Try it — Restate, word for word, each record that follows.

Extracted data —
==*==
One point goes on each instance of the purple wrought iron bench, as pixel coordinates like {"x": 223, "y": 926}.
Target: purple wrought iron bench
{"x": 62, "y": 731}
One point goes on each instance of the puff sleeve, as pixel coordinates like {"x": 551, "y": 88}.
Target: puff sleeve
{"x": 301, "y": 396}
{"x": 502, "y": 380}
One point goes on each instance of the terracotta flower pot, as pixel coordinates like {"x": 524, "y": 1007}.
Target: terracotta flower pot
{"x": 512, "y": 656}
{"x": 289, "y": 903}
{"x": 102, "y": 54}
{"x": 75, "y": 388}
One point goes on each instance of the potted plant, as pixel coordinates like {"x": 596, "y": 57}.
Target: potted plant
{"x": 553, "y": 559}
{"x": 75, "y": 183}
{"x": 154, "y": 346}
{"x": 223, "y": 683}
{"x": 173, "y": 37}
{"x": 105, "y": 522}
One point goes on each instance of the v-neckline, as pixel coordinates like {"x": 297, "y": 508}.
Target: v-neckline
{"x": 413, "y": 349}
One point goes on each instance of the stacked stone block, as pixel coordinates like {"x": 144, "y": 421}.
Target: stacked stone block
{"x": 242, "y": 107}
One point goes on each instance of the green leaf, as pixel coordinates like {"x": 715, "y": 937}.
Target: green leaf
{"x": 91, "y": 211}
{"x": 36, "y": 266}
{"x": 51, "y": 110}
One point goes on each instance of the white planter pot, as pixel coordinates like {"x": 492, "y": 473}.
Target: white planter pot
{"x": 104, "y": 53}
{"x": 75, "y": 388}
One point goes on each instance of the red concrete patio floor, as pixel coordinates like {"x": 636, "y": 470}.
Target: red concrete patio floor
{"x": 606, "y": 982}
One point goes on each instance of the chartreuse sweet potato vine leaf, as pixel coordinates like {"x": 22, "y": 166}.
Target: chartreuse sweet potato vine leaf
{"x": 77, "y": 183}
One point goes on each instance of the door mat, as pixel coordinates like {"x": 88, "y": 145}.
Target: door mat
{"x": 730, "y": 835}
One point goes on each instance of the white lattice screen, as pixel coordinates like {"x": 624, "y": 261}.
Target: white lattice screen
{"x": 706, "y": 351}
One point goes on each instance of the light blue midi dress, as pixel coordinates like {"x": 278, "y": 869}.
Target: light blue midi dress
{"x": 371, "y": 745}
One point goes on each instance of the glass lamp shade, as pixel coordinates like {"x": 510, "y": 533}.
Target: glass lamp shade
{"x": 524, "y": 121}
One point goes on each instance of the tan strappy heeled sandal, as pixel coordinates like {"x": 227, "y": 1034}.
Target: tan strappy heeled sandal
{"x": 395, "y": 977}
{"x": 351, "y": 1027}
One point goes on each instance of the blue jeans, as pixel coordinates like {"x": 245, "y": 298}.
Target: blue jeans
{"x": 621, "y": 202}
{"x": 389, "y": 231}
==*==
Your solution —
One point goes on each instance of the purple wrought iron bench, as pixel coordinates like {"x": 223, "y": 926}.
Target: purple wrought iron bench
{"x": 62, "y": 731}
One point goes on each instance of the puff sleeve, as pixel coordinates like {"x": 551, "y": 88}.
Target: puff sleeve
{"x": 301, "y": 396}
{"x": 502, "y": 380}
One point goes on each instance of the terracotta flower pot, as pixel coordinates like {"x": 524, "y": 1007}.
Target: terracotta flower pot
{"x": 512, "y": 656}
{"x": 289, "y": 903}
{"x": 102, "y": 54}
{"x": 75, "y": 388}
One point goes on each instance of the potted plant, as pixel coordinates like {"x": 596, "y": 57}.
Target: potted plant
{"x": 553, "y": 559}
{"x": 75, "y": 183}
{"x": 154, "y": 346}
{"x": 223, "y": 683}
{"x": 173, "y": 37}
{"x": 105, "y": 522}
One point goes on each instance of the v-neckline, as pixel coordinates like {"x": 297, "y": 508}.
Target: v-neckline
{"x": 413, "y": 349}
One point goes on each instance of the stacked stone block, as pixel coordinates like {"x": 144, "y": 421}.
Target: stacked stone block
{"x": 242, "y": 107}
One point goes on each instance of the green leaf, as pixel coordinates like {"x": 715, "y": 937}.
Target: green leaf
{"x": 91, "y": 211}
{"x": 36, "y": 266}
{"x": 51, "y": 110}
One point goes on each instance of the white planter pot, as pixel coordinates like {"x": 492, "y": 473}.
Target: white planter pot
{"x": 104, "y": 53}
{"x": 75, "y": 388}
One point goes on each instance of the red concrete patio floor, as pixel coordinates like {"x": 636, "y": 470}.
Target: red concrete patio floor
{"x": 606, "y": 982}
One point goes on each instance of the chartreuse sweet potato vine leaf, as pixel coordinates like {"x": 22, "y": 166}.
Target: chartreuse sweet potato vine leaf
{"x": 77, "y": 183}
One point goes on each instance of the door mat, as pixel coordinates like {"x": 88, "y": 145}.
Target: door mat
{"x": 730, "y": 835}
One point goes on each instance of the white lattice screen, as pixel coordinates like {"x": 624, "y": 261}.
Target: white lattice screen
{"x": 706, "y": 351}
One point goes on each instance of the light blue midi dress, as pixel coordinates like {"x": 278, "y": 869}.
Target: light blue midi dress
{"x": 371, "y": 745}
One point goes on each instance of the glass lamp shade, as pixel coordinates like {"x": 510, "y": 533}.
Target: glass lamp shade
{"x": 524, "y": 121}
One point goes on each instance of the tan strappy heeled sandal, as pixel coordinates like {"x": 227, "y": 1034}.
Target: tan strappy heeled sandal
{"x": 395, "y": 977}
{"x": 351, "y": 1027}
One point goes on each instance of the blue jeans, as pixel coordinates like {"x": 245, "y": 298}.
Target: blue jeans
{"x": 621, "y": 202}
{"x": 389, "y": 231}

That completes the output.